- _Task objective_: Please write out, word for word, the part of the records that opens with the line containing "Mark the gravel ground in this photo." and continues through the final line of the records, with both ends included.

- _Given information_:
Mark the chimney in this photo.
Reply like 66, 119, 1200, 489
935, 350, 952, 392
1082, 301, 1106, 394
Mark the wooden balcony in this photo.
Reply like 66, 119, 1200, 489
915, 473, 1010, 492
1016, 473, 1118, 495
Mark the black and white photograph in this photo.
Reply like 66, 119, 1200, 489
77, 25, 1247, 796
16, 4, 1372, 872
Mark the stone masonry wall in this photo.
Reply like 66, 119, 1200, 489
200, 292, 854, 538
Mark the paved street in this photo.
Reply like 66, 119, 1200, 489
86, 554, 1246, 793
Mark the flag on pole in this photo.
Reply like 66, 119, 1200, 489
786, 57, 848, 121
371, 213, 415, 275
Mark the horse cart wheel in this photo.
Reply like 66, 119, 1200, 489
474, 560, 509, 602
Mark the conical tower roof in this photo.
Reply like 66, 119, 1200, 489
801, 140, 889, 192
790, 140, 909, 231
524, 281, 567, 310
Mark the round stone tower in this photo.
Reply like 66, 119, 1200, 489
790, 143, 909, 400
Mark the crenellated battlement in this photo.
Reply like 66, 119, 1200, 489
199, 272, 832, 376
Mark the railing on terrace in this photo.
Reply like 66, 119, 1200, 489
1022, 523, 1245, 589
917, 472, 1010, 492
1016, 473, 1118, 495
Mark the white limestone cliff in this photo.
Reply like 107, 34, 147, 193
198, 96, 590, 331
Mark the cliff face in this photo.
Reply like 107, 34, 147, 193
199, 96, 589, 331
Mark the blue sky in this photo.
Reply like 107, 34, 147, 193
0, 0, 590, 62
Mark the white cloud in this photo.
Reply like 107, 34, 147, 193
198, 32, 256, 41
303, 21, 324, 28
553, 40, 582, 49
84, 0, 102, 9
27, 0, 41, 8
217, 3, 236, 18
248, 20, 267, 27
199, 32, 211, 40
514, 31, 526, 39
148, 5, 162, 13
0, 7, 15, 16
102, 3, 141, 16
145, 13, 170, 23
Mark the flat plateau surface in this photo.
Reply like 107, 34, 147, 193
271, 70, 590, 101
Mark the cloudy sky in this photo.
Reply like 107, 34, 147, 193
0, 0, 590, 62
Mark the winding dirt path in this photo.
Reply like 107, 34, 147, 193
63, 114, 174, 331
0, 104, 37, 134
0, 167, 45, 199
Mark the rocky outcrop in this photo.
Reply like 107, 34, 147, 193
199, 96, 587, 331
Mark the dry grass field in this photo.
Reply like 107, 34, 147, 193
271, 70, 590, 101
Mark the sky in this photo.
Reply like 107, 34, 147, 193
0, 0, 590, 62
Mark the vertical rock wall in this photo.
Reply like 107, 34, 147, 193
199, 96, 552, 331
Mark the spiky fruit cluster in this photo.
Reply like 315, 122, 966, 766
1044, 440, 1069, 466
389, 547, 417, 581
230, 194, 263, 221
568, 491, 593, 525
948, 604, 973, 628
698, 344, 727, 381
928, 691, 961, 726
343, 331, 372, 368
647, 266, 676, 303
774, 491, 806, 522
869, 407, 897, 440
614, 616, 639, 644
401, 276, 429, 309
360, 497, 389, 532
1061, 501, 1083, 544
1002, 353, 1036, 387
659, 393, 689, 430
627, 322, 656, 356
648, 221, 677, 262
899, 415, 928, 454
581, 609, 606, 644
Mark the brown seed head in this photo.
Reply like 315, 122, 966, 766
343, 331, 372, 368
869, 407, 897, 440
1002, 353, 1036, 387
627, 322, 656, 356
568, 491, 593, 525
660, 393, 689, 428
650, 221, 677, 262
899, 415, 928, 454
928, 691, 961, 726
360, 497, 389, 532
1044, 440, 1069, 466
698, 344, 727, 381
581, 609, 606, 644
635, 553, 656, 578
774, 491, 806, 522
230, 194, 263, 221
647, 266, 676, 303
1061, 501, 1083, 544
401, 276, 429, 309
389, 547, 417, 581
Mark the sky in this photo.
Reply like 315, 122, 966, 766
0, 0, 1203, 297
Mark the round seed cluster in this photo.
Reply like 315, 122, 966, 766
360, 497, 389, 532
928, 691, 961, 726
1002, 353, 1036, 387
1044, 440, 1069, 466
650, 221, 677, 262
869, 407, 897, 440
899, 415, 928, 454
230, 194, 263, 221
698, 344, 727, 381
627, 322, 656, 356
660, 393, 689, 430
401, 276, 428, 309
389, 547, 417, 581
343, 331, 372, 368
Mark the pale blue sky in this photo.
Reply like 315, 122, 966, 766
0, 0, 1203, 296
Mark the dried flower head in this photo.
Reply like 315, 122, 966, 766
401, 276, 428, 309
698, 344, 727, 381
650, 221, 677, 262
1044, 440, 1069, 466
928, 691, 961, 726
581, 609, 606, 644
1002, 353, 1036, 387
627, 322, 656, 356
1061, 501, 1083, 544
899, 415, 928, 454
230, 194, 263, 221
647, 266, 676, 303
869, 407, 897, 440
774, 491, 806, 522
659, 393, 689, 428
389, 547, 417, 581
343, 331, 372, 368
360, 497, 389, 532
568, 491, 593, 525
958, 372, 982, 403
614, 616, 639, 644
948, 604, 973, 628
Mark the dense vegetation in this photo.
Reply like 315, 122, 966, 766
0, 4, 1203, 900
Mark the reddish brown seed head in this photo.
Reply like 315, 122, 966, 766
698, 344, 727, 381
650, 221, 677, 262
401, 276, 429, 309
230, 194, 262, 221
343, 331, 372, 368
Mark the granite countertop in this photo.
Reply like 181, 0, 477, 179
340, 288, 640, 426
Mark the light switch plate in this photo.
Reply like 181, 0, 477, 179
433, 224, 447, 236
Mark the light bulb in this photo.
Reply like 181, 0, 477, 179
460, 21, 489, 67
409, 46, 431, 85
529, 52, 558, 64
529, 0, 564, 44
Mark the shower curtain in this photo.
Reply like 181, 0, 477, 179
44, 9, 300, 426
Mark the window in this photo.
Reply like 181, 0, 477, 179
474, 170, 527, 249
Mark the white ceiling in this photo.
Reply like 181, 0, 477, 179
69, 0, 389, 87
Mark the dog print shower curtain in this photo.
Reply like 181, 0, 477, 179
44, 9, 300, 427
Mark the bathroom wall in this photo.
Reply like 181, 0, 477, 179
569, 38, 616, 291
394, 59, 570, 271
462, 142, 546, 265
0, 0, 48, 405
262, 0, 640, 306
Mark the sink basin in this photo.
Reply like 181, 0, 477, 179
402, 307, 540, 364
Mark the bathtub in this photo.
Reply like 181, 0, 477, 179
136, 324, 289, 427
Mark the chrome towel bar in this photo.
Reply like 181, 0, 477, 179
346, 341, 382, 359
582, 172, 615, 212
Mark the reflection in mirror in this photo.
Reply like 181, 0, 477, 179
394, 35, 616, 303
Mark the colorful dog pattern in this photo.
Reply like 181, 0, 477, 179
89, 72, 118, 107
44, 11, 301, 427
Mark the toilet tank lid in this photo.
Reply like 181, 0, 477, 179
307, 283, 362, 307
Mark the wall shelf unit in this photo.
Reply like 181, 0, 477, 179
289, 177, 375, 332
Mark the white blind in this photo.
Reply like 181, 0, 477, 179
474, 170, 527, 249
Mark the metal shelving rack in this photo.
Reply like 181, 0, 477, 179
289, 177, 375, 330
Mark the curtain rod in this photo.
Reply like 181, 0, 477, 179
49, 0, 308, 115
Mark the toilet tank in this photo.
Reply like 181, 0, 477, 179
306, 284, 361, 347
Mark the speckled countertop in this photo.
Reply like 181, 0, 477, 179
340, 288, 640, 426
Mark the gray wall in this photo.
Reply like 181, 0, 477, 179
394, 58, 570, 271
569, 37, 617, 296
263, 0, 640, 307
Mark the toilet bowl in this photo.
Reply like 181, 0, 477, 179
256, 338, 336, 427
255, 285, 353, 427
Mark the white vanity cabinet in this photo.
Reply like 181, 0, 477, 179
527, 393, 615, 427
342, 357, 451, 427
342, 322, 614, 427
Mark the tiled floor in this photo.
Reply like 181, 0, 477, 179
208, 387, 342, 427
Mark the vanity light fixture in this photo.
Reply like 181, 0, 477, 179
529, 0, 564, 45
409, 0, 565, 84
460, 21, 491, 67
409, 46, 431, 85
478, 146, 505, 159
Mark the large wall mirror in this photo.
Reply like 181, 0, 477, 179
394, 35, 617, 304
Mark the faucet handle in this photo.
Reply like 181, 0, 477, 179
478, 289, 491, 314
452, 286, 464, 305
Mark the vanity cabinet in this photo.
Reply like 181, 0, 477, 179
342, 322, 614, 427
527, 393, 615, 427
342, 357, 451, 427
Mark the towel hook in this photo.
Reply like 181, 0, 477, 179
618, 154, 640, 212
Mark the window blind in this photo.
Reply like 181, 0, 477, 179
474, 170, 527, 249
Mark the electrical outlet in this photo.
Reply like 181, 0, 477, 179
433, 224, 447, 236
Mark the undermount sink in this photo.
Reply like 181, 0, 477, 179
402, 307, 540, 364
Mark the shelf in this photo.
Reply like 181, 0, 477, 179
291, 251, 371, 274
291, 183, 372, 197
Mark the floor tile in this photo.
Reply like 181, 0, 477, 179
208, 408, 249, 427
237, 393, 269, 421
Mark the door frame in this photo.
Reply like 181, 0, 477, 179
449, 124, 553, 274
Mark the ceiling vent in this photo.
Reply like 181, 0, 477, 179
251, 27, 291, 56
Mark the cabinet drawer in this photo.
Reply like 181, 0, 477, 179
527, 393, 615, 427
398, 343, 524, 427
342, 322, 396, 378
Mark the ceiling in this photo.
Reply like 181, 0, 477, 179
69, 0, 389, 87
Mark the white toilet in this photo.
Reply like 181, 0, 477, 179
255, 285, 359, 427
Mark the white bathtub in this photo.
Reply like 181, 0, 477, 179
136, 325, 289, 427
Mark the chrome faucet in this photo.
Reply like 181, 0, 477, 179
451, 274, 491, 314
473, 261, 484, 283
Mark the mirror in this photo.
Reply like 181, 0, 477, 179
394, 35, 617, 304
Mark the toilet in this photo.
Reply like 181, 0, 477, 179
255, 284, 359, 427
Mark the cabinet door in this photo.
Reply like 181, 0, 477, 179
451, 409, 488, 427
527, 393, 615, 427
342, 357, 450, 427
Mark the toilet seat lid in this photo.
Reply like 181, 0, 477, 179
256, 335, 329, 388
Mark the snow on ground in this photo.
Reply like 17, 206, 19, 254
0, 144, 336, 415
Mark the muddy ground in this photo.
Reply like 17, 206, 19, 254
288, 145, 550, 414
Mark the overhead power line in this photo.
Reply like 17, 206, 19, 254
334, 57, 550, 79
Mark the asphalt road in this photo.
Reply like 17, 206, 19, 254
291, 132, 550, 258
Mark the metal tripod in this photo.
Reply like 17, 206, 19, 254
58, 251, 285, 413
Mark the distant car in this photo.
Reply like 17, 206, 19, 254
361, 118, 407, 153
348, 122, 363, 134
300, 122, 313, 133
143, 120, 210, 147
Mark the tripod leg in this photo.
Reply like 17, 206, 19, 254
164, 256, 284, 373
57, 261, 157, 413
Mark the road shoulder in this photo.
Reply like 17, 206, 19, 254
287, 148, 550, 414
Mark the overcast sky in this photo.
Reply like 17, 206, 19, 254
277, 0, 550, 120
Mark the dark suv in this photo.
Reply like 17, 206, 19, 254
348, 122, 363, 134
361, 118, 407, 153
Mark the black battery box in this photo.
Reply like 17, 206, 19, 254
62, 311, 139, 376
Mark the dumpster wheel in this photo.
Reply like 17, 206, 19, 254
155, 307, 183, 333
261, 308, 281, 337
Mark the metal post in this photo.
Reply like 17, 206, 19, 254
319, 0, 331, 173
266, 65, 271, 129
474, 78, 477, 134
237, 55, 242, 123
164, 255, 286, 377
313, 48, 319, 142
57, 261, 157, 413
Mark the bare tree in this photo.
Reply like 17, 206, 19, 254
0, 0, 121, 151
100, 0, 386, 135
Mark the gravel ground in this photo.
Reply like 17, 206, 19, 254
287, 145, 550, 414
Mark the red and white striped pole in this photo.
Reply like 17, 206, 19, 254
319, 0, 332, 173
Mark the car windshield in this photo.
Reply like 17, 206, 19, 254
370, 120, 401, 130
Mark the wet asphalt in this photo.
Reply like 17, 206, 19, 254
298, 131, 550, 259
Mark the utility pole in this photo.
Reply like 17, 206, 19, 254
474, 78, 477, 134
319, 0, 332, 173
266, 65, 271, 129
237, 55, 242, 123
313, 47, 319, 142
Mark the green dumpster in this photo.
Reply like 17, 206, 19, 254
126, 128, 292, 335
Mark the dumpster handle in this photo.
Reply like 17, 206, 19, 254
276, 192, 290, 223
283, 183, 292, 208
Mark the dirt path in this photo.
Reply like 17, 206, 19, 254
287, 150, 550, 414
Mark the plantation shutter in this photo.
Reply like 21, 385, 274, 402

- _Correct output_:
Mark the gravel ground in this photo.
Reply like 17, 206, 19, 254
287, 145, 550, 414
Mark the red and white striped pole in this photo.
Reply like 17, 206, 19, 254
319, 0, 332, 173
Mark the car windshield in this photo.
Reply like 17, 206, 19, 254
370, 120, 401, 130
Mark the wet asphalt in this photo.
Reply like 17, 206, 19, 254
298, 131, 550, 259
Mark the utility pole in this photo.
Reply like 17, 206, 19, 254
474, 78, 477, 134
319, 0, 332, 173
266, 65, 271, 129
237, 55, 242, 123
313, 47, 319, 142
Mark the green dumpster in this photo.
Reply like 17, 206, 19, 254
126, 128, 292, 335
Mark the dumpster handle in this photo.
Reply like 17, 206, 19, 254
276, 192, 290, 223
283, 183, 292, 208
Mark the dirt path in this photo.
Reply like 17, 206, 19, 254
287, 150, 550, 414
Mark the plantation shutter in this photo.
Reply like 21, 385, 274, 402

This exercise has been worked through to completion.